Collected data
⁂

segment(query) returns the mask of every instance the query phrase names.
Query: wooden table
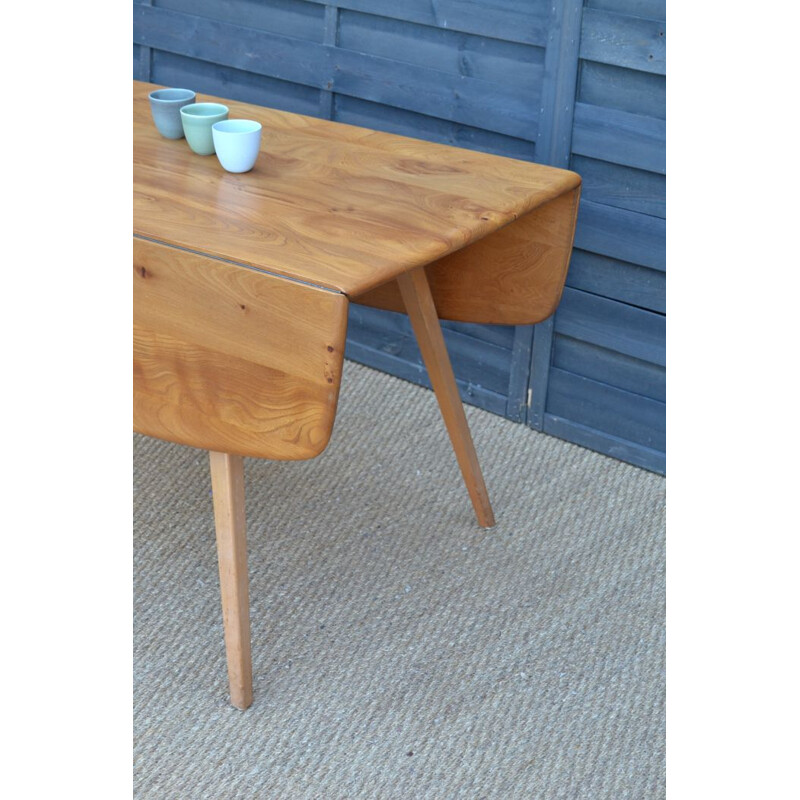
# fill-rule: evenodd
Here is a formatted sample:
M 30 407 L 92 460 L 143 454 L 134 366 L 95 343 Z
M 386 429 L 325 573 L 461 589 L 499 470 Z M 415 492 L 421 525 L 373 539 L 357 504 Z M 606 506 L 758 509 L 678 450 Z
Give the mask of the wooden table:
M 244 174 L 162 138 L 133 85 L 134 430 L 209 451 L 232 703 L 252 703 L 243 456 L 330 439 L 351 302 L 408 313 L 478 523 L 492 508 L 439 319 L 550 316 L 573 172 L 198 96 L 263 125 Z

⁂

> YOUR ASSIGNMENT: Print every entry exactly; omit the pictures.

> RESPONSE TO THIS EXERCISE:
segment(query) returns the mask of every instance the query phrase names.
Query: wooden table
# fill-rule: evenodd
Here is a formatted sample:
M 30 407 L 92 460 L 143 454 L 134 366 L 95 343 Z
M 386 429 L 325 573 L 461 589 L 499 470 Z M 415 492 L 421 525 L 373 539 L 357 504 Z M 606 506 L 758 509 L 678 450 Z
Give the mask of the wooden table:
M 244 174 L 162 138 L 133 85 L 134 430 L 209 451 L 232 703 L 252 703 L 243 456 L 330 439 L 351 302 L 408 313 L 478 523 L 492 508 L 439 319 L 550 316 L 573 172 L 198 96 L 263 125 Z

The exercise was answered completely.